TASK INSTRUCTIONS:
Please count the lines in the data below that contain the word "airplane", and reply with that number alone.

RAW DATA:
● ● ●

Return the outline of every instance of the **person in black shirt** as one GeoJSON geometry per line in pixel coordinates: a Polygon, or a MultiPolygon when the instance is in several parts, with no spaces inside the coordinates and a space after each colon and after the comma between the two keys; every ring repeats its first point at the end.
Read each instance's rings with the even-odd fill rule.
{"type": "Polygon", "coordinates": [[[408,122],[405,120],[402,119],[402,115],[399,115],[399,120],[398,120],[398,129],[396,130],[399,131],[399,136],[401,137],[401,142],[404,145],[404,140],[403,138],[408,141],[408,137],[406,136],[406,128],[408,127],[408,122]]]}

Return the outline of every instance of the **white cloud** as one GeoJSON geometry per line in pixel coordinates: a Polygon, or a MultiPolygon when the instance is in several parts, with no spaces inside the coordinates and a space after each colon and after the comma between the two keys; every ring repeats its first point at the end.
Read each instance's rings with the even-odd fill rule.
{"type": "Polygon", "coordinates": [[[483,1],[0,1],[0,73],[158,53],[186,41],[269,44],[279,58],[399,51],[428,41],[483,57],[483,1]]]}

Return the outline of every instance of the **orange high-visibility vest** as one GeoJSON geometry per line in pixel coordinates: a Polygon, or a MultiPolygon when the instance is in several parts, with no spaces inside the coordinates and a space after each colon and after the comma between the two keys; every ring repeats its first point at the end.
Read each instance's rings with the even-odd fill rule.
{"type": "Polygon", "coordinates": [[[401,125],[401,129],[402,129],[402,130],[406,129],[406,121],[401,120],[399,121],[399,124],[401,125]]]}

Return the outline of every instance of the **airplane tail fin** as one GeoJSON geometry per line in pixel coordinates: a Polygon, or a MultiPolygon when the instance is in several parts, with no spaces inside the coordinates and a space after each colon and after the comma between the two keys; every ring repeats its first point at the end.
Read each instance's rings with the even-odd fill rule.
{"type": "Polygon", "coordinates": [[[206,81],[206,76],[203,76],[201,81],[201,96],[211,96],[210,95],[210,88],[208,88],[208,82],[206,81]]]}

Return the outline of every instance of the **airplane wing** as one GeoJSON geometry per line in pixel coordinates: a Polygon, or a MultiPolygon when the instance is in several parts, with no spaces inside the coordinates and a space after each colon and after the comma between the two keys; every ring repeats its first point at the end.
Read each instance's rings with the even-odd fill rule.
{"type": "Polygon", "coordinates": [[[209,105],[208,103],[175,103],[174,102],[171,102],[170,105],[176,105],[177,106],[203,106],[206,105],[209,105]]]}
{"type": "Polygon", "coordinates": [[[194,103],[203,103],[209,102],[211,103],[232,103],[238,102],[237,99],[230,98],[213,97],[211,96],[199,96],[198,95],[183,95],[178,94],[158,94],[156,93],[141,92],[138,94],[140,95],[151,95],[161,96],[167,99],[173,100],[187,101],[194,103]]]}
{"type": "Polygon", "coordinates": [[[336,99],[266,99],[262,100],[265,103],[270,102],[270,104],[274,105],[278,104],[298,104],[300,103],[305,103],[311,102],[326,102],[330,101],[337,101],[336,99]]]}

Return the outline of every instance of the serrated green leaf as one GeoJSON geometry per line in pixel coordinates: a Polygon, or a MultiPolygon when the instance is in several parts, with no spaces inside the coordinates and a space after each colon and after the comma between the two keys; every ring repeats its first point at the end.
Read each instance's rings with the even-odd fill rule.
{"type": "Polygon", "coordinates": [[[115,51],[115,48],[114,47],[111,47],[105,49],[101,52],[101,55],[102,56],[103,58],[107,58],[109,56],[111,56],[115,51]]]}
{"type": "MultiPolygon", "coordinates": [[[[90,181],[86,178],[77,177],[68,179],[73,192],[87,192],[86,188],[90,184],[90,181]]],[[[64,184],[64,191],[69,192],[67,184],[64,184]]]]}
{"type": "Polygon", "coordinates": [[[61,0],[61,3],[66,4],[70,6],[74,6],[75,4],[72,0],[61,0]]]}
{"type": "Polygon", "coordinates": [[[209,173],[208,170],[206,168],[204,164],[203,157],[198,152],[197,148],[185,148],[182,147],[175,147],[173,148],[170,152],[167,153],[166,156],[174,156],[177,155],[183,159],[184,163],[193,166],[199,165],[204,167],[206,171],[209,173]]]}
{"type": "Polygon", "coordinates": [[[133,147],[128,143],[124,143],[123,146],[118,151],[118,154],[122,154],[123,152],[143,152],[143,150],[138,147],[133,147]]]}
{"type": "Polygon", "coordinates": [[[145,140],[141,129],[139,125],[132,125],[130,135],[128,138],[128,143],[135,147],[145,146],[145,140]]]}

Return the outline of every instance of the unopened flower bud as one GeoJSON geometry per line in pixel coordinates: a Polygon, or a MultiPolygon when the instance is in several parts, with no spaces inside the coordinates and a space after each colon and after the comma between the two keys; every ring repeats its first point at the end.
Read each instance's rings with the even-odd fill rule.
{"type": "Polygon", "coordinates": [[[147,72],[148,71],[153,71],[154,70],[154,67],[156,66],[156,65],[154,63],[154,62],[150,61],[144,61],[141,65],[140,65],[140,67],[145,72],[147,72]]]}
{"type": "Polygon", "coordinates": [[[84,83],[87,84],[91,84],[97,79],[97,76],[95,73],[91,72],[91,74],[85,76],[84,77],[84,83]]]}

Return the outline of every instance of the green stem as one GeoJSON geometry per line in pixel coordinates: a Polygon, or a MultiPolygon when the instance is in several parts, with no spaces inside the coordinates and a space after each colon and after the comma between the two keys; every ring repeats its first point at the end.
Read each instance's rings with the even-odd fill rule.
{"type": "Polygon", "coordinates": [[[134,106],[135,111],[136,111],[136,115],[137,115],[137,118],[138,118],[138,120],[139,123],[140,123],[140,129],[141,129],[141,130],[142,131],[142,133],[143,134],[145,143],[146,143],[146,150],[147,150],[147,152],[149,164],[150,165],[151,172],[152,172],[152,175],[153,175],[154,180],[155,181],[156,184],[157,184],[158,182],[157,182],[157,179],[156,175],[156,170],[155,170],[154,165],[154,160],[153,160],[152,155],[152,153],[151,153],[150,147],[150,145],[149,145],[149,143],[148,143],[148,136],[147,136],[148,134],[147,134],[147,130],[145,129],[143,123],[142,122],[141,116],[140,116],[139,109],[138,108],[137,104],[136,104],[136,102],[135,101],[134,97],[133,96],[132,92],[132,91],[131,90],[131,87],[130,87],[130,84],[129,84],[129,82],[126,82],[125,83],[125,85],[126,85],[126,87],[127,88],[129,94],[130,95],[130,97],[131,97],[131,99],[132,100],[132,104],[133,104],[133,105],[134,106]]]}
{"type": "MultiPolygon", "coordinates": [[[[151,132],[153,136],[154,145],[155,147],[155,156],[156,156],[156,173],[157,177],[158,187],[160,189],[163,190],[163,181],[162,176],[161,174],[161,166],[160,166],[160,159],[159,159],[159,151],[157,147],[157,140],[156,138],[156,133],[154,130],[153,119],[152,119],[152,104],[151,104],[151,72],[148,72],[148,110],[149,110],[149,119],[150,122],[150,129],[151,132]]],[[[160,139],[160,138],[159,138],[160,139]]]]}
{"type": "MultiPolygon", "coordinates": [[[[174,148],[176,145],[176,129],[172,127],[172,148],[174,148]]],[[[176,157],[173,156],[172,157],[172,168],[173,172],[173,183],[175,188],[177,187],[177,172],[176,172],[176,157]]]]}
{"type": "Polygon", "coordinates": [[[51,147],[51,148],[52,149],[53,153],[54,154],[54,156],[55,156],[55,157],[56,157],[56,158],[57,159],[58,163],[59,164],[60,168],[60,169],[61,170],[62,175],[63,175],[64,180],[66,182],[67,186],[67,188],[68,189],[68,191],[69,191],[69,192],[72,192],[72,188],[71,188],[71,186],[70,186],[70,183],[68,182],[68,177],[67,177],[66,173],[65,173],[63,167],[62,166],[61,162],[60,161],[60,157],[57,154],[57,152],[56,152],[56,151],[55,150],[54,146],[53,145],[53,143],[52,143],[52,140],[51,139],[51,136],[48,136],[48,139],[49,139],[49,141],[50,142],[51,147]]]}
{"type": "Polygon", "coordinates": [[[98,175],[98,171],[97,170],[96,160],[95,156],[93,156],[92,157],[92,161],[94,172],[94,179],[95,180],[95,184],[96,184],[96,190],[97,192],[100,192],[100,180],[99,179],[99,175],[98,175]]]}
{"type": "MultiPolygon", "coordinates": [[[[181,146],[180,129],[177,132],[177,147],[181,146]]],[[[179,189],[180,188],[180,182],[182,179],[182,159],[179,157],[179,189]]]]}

● ● ●

COMPLETE RESPONSE:
2